- _Work request_: The lines you need are those holding the word "roof"; pull them from the material.

- _Records for processing_:
—————

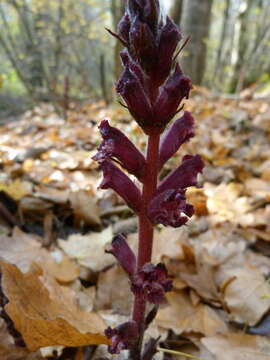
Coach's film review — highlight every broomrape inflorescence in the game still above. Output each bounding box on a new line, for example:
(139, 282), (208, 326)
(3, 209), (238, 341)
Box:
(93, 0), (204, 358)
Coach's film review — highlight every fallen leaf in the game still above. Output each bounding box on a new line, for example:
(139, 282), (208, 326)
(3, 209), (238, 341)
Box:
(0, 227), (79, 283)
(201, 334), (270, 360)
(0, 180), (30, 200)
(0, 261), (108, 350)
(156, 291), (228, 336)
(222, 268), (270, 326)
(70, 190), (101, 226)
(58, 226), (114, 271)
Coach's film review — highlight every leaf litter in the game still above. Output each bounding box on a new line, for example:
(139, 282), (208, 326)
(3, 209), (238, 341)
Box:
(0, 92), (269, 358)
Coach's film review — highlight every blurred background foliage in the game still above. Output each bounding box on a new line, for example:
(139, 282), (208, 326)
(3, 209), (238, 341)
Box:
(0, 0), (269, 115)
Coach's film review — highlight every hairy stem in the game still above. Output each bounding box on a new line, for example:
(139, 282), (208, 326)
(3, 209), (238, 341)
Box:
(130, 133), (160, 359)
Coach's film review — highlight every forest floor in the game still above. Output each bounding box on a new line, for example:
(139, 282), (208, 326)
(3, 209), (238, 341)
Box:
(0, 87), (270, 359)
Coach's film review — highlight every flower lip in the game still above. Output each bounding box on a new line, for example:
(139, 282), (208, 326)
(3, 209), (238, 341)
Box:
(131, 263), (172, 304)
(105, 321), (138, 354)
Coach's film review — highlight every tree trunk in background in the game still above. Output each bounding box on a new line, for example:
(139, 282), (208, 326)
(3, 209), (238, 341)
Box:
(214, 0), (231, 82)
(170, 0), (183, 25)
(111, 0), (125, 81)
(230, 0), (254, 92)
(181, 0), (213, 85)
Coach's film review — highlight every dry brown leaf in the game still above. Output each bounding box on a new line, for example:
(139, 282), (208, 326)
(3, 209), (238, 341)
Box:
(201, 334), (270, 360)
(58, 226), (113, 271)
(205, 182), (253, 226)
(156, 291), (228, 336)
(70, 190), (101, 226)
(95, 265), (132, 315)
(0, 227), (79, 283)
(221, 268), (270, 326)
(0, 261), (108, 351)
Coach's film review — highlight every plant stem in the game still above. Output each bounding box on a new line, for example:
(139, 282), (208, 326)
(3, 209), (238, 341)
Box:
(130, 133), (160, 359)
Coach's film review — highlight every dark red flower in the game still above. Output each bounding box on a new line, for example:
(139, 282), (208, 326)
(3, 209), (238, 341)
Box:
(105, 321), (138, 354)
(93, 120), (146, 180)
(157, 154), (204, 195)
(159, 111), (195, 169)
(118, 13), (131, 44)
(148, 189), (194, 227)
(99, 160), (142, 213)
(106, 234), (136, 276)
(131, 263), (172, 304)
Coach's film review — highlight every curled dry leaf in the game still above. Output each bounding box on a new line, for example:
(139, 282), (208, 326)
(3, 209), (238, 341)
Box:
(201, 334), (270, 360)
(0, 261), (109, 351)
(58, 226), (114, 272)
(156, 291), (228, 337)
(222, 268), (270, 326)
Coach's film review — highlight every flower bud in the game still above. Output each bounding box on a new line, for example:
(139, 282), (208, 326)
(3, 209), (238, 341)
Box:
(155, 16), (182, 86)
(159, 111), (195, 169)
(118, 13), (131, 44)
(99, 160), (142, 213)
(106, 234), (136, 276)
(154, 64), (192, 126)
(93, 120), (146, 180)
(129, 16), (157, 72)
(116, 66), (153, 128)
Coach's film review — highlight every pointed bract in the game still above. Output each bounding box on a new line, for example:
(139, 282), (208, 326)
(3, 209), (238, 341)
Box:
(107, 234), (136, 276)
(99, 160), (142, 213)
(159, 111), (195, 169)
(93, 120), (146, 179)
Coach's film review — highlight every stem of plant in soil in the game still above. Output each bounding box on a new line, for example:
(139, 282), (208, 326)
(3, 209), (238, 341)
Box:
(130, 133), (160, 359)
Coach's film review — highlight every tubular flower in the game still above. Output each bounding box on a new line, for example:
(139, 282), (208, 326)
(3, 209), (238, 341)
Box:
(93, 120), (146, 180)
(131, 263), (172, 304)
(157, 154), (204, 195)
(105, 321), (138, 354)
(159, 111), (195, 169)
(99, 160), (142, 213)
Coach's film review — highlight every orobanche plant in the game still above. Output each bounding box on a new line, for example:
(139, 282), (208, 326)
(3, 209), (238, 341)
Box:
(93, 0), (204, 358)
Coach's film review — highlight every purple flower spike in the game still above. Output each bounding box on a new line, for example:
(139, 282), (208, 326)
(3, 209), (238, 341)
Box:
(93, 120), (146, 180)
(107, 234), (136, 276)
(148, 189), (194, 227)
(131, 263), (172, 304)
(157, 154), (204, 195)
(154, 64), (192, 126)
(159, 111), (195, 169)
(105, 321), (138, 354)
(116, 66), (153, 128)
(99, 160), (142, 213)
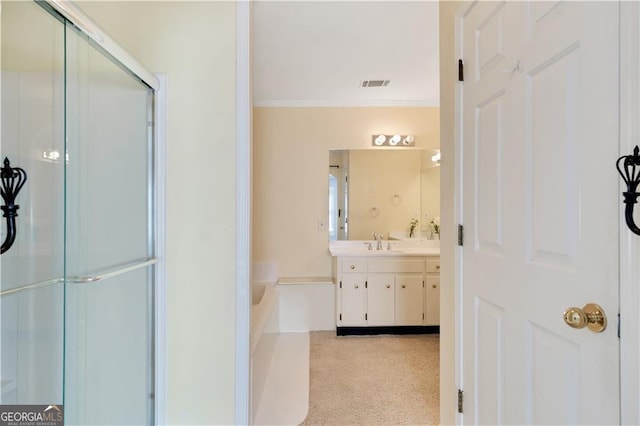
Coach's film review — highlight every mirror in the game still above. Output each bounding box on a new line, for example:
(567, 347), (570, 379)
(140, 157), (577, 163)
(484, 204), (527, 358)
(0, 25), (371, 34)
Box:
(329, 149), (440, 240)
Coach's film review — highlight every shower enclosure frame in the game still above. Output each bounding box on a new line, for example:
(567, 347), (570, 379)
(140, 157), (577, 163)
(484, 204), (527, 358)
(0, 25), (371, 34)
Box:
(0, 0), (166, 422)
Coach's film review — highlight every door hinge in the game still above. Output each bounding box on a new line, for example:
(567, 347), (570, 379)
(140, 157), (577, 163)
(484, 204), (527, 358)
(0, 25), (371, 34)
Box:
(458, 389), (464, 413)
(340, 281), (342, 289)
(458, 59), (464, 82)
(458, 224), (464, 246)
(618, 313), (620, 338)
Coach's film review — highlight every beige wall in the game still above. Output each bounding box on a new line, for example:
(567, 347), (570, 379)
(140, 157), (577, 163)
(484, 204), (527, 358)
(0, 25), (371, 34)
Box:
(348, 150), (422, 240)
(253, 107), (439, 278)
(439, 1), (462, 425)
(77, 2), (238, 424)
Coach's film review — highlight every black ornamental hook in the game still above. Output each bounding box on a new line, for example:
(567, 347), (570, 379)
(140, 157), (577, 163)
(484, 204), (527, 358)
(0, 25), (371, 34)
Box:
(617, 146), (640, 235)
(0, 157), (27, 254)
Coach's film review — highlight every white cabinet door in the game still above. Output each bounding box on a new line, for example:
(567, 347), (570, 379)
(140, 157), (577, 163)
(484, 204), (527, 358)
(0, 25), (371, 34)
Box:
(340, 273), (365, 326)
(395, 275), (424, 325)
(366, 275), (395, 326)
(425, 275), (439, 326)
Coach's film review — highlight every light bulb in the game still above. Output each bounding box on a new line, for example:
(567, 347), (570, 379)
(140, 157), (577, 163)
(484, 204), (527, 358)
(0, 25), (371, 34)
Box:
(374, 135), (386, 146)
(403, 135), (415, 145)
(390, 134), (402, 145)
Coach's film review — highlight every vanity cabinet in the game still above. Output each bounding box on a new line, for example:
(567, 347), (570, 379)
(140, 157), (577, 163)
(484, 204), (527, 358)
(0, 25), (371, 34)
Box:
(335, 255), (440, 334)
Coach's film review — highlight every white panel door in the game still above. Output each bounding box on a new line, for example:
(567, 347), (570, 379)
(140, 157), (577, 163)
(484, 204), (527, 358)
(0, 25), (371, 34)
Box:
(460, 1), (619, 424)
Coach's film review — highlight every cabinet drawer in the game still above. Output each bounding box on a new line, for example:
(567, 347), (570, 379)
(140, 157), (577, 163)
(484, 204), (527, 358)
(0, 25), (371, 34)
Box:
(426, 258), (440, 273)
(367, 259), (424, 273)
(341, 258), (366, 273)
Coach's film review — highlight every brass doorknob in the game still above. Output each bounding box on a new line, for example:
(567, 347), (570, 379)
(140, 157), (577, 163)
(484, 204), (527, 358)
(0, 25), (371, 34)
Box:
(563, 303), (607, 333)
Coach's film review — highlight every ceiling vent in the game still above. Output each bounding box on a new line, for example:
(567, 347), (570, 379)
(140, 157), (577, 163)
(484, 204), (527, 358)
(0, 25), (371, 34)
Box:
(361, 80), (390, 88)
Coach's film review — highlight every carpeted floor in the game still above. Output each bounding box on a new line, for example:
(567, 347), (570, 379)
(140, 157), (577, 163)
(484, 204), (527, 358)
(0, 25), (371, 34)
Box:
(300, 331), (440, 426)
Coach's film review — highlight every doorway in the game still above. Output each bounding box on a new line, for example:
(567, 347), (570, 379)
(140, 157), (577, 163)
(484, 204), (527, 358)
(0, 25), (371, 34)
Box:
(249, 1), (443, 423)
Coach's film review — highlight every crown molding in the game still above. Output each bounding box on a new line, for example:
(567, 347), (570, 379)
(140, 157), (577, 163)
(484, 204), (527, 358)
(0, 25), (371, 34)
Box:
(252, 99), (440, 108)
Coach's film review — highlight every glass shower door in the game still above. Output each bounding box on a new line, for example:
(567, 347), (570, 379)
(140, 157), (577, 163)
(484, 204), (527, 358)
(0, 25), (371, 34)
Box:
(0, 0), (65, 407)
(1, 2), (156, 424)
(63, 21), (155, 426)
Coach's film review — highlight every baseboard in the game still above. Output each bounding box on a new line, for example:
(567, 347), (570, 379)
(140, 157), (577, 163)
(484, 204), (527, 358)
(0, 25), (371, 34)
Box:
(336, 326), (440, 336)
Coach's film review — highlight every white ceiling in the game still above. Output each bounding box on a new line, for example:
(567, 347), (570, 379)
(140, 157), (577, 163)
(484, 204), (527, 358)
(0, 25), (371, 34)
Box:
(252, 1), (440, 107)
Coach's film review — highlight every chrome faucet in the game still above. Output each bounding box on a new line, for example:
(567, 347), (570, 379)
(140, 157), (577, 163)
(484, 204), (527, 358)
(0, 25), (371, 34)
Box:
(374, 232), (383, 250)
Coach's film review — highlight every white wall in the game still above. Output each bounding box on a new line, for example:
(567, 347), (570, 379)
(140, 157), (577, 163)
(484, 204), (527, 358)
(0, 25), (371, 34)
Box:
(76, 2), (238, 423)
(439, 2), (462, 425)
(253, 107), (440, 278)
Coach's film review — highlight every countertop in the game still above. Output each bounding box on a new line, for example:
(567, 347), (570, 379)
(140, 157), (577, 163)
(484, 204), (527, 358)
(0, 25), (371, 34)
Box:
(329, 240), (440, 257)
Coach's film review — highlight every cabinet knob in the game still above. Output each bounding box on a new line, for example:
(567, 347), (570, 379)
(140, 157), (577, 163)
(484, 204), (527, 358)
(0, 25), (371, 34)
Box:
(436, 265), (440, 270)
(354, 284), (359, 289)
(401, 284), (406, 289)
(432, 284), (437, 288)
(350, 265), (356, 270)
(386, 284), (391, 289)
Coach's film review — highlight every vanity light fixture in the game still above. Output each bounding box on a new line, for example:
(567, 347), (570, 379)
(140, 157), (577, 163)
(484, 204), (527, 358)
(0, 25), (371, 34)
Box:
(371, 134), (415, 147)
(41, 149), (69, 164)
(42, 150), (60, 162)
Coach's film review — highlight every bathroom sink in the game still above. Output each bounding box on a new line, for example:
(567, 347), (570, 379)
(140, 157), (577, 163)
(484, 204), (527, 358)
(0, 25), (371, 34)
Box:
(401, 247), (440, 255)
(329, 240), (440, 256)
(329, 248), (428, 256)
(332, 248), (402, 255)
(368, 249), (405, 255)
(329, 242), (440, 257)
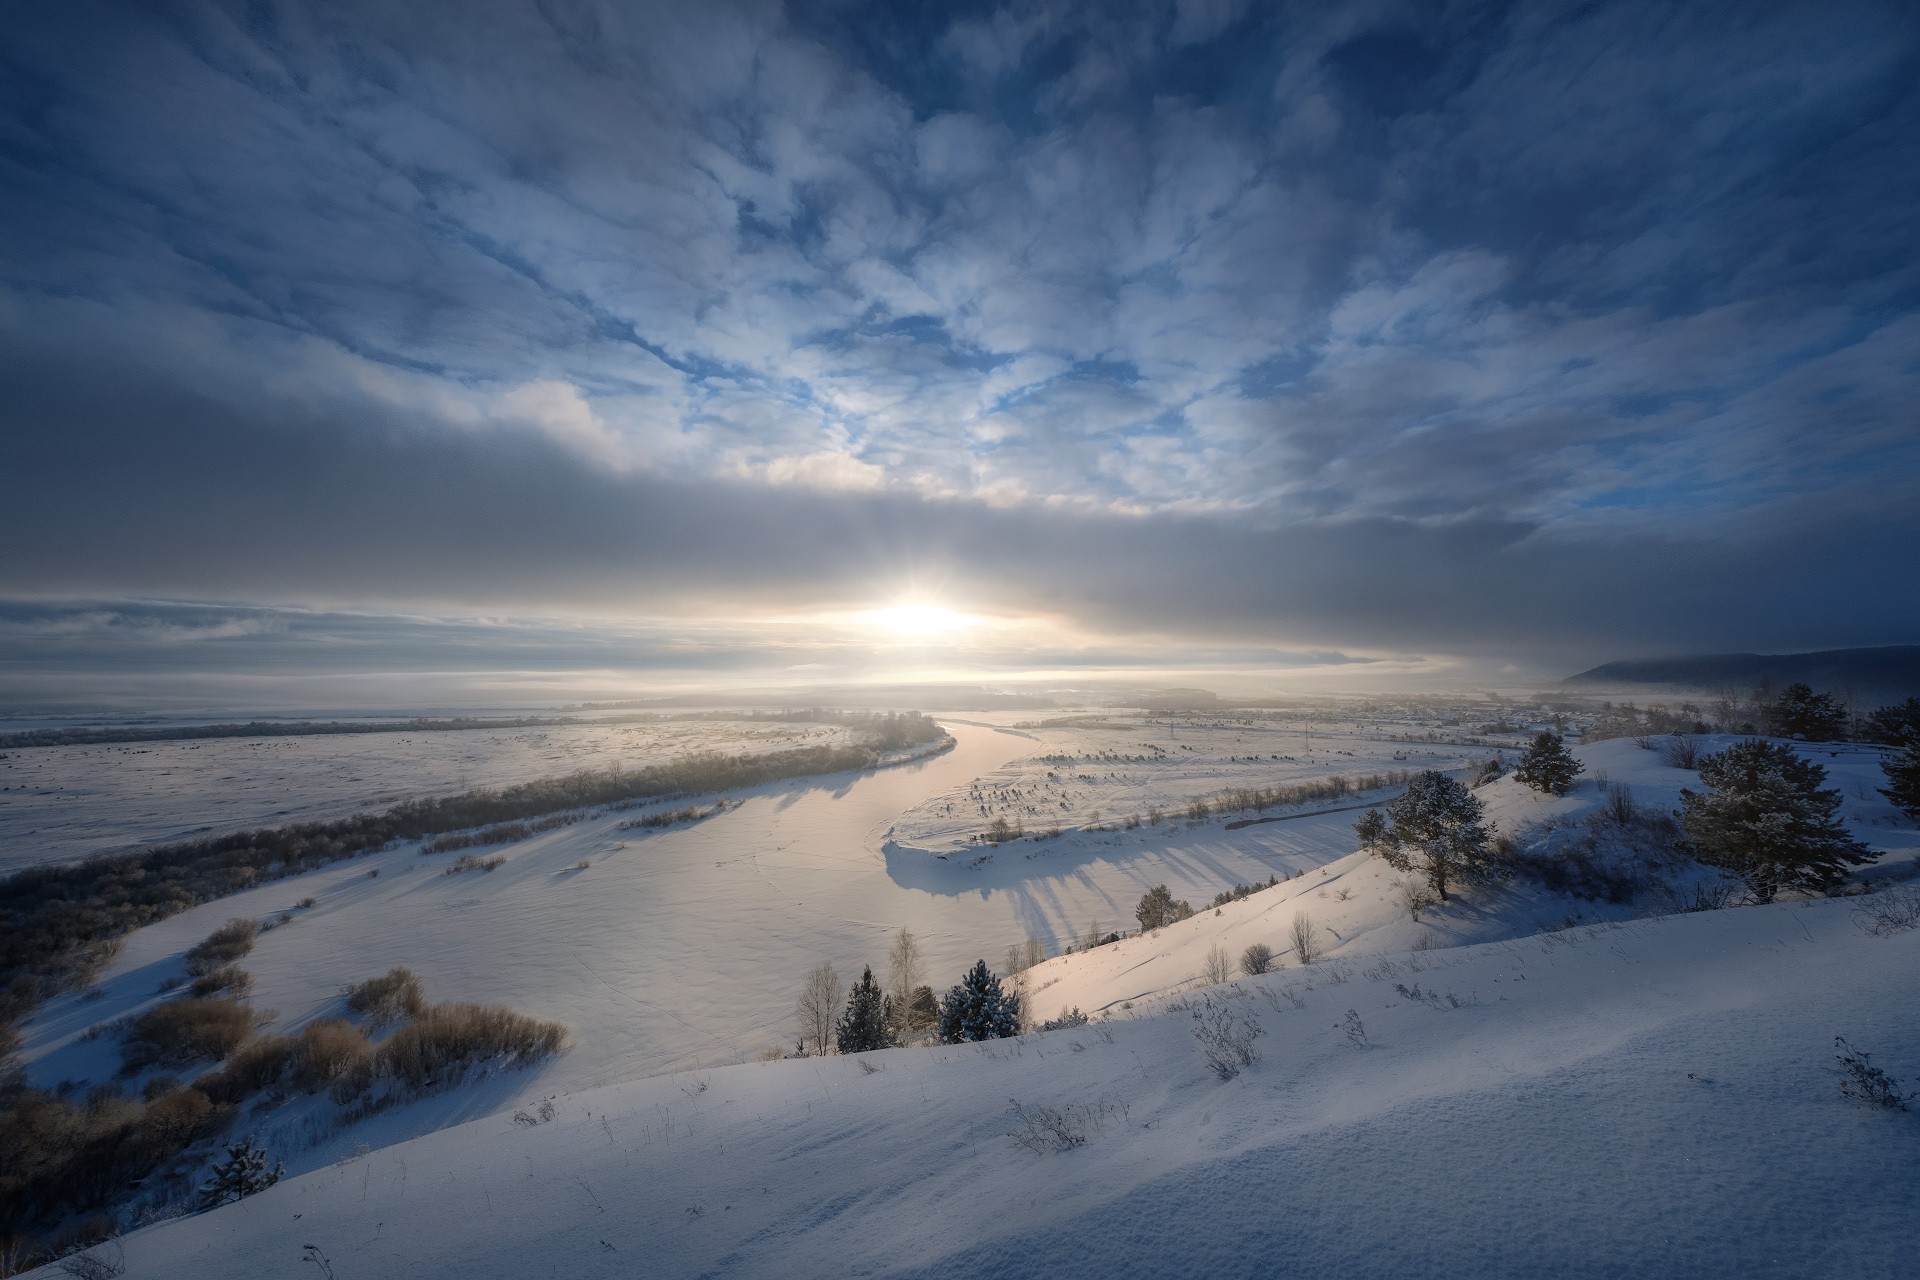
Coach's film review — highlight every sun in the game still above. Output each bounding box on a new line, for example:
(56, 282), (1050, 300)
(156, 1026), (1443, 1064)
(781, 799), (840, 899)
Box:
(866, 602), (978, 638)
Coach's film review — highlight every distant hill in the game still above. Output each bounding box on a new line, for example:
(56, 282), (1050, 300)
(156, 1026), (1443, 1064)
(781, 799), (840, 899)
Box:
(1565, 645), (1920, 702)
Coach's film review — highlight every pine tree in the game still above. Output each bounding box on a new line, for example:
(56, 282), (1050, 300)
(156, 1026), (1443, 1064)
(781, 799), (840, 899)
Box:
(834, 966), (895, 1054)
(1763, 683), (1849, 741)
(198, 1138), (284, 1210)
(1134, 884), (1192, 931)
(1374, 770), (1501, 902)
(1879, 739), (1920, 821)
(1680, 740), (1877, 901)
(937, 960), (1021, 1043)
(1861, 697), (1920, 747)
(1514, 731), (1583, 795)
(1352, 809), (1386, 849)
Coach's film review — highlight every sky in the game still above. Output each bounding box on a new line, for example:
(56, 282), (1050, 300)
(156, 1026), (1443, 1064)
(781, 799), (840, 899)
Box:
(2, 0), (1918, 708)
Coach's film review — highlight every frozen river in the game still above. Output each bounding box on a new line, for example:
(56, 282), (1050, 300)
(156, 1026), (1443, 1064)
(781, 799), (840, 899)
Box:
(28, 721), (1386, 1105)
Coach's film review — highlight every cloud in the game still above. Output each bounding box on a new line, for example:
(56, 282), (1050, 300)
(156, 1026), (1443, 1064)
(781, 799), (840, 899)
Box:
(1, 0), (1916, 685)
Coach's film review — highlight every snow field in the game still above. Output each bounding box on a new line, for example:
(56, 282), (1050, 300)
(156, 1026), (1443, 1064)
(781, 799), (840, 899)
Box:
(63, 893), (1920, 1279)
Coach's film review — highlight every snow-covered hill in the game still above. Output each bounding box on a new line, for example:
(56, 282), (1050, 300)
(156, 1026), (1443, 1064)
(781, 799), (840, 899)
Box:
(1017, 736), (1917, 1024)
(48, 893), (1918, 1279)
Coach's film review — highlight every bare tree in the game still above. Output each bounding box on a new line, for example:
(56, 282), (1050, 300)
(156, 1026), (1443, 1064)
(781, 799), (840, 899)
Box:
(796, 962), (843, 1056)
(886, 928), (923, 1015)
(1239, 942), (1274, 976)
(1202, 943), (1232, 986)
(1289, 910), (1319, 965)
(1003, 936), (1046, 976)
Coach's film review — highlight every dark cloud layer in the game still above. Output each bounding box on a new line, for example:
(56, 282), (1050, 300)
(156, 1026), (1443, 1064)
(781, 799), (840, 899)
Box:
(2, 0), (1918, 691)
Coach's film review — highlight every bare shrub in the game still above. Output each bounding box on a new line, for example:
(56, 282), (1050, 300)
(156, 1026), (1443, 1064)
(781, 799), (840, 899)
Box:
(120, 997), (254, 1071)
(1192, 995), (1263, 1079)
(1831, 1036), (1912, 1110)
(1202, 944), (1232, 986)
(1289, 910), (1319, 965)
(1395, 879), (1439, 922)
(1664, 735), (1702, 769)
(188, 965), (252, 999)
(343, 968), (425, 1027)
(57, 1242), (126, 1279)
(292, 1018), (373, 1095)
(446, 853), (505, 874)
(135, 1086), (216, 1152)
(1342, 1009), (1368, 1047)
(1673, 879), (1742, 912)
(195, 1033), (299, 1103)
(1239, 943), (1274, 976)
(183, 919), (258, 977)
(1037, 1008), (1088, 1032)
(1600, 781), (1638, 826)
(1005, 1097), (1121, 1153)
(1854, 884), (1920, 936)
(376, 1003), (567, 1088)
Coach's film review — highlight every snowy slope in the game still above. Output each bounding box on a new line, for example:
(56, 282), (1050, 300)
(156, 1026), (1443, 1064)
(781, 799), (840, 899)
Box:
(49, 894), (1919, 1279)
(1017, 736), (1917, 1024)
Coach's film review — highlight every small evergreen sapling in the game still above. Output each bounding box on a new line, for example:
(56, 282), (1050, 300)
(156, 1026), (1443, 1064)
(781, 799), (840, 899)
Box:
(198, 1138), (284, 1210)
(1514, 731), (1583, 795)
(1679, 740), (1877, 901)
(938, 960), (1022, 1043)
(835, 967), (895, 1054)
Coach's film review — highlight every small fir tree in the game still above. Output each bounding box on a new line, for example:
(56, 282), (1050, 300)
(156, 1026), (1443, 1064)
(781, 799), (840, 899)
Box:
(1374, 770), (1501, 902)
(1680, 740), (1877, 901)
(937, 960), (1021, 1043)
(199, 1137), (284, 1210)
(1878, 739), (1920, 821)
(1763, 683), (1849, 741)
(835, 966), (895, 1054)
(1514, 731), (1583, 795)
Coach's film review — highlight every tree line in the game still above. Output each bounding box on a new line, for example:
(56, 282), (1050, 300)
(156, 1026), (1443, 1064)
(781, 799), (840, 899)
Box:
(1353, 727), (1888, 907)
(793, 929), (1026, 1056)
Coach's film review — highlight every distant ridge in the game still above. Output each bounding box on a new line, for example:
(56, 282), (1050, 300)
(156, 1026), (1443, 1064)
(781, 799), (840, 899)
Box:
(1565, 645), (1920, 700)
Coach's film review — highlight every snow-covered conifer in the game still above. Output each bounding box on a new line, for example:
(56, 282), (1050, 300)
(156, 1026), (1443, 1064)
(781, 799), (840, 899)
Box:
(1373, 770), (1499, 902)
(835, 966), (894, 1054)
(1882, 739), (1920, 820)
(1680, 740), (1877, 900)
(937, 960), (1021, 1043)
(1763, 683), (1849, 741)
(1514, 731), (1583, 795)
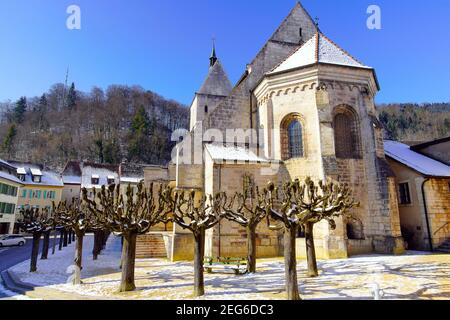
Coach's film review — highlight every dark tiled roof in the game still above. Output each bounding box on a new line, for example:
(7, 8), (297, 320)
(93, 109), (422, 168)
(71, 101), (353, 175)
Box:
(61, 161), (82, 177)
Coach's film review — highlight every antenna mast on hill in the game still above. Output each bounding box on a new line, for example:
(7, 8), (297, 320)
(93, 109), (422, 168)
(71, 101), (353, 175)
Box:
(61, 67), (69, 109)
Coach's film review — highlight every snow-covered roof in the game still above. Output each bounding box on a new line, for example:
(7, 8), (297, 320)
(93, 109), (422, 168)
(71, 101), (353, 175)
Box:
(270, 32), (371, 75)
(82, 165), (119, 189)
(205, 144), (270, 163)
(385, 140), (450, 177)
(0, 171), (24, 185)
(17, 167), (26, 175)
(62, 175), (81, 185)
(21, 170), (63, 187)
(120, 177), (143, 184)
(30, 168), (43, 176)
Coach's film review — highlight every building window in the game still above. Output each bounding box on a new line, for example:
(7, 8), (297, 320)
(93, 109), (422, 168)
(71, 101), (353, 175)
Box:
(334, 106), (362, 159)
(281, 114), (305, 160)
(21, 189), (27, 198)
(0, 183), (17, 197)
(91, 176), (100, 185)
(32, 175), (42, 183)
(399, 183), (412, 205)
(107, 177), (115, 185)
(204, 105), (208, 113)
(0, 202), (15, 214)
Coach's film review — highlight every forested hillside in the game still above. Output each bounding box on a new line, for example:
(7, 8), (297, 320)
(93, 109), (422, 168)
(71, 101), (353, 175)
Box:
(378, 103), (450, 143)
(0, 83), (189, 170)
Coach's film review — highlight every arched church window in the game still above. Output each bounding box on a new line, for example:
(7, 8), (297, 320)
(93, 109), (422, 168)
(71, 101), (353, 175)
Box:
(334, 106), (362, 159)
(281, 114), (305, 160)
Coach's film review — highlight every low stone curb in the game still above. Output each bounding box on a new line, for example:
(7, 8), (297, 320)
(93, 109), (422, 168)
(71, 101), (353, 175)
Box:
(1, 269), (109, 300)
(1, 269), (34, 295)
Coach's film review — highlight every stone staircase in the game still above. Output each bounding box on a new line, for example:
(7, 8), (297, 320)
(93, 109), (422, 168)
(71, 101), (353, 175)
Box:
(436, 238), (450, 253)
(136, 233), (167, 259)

—————

- _Reply to the task_:
Coach's film review — highlight every dark tiled roof in the game still above. Output each bounding box on a new line, for example:
Coach's film review — highlight every snow-covered roof in the game still above. Output each bounding box on a new line, for example:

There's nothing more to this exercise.